> _The data_
▼

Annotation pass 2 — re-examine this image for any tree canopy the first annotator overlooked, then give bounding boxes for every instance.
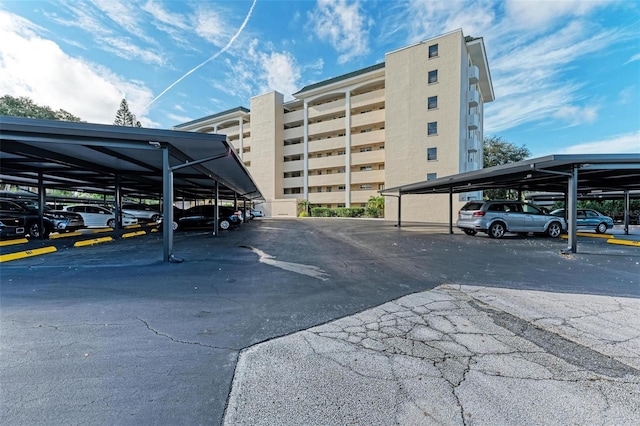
[0,95,82,123]
[113,99,142,127]
[483,136,531,200]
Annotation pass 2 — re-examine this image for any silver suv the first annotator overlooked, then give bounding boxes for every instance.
[456,200,566,238]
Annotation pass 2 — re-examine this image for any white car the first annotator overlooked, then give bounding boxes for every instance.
[64,204,138,228]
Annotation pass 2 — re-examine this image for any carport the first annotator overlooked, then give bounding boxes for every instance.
[0,116,263,261]
[379,154,640,253]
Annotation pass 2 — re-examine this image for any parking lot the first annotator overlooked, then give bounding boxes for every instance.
[0,218,640,424]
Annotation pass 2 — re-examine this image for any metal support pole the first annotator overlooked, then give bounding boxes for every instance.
[563,165,578,253]
[449,187,453,234]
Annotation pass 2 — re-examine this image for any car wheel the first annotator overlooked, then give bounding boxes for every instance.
[489,222,507,238]
[547,222,562,238]
[28,222,51,239]
[596,222,607,234]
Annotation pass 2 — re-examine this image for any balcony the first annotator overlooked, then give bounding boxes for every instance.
[468,89,480,107]
[351,149,384,166]
[351,109,385,128]
[351,170,384,186]
[309,117,346,135]
[282,160,304,173]
[284,109,304,124]
[309,191,346,204]
[282,143,304,156]
[308,173,347,187]
[308,155,347,170]
[283,176,304,188]
[467,114,480,130]
[351,130,385,147]
[351,89,384,109]
[309,136,345,153]
[308,99,345,119]
[282,126,304,140]
[469,65,480,84]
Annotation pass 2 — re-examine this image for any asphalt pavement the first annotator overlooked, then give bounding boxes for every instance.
[0,219,640,425]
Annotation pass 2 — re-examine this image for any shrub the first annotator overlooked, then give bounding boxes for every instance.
[311,207,335,217]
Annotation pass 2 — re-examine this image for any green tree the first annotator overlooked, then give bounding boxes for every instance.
[298,200,311,215]
[482,136,531,200]
[0,95,82,123]
[113,99,142,127]
[366,195,384,217]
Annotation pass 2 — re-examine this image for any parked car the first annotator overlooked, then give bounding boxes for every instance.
[551,209,613,234]
[120,203,162,222]
[0,211,25,239]
[174,204,242,229]
[65,204,138,228]
[11,198,85,232]
[457,200,566,238]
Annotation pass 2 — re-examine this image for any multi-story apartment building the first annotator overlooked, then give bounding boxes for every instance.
[176,30,494,222]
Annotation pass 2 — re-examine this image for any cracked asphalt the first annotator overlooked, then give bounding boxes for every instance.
[0,219,640,425]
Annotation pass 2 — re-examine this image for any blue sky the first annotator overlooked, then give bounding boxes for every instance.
[0,0,640,157]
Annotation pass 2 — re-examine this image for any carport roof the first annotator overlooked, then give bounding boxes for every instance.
[379,153,640,195]
[0,116,264,200]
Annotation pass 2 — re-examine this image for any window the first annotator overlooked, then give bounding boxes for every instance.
[429,44,438,58]
[427,70,438,84]
[427,148,438,161]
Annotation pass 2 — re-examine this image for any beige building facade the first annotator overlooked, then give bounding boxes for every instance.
[175,30,494,223]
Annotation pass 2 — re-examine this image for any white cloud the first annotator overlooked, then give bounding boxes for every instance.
[310,0,371,64]
[261,52,300,101]
[505,0,611,30]
[0,11,151,124]
[560,130,640,154]
[553,105,598,126]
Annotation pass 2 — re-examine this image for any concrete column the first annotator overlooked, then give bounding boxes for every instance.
[344,90,351,207]
[302,99,309,201]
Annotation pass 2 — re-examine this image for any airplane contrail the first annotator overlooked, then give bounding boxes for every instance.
[142,0,258,112]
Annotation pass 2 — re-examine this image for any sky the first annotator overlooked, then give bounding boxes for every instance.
[0,0,640,157]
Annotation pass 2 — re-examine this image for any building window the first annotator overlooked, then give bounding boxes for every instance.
[427,148,438,161]
[429,44,438,58]
[428,70,438,84]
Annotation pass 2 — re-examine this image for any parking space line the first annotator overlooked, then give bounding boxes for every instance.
[120,231,147,238]
[49,231,82,240]
[0,246,58,263]
[73,237,113,247]
[607,238,640,247]
[0,238,29,247]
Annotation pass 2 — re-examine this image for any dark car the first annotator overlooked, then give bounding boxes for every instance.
[551,209,613,234]
[0,211,24,239]
[173,204,242,229]
[0,199,53,238]
[457,200,566,238]
[12,198,85,232]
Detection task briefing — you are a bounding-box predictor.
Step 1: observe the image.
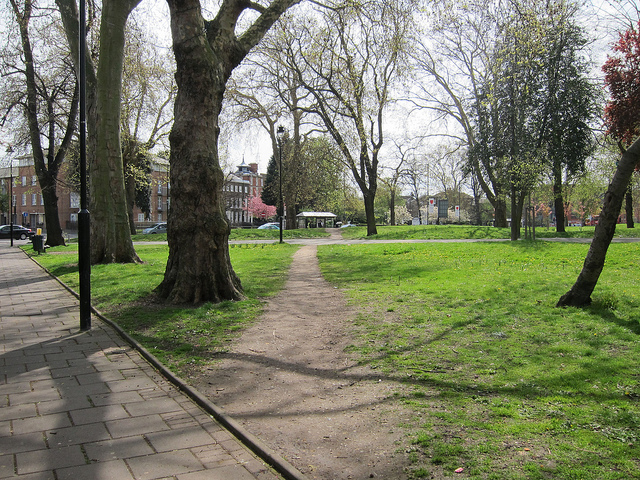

▲

> _Given task_
Rescale the data from its start through the line that contains "[483,136,531,200]", both ends included, by reproducing every line with the wording unchanged and each bounding-box coordinate multiplied by 1.85 and rounded to a whole number, halves up. Leave the picture out of your answer.

> _Response below_
Annotation pass 2 — re-examine this image for any tree canopy the first annotator overlooked, then give bounding boxes for every instance.
[0,176,152,228]
[209,183,263,235]
[894,252,982,370]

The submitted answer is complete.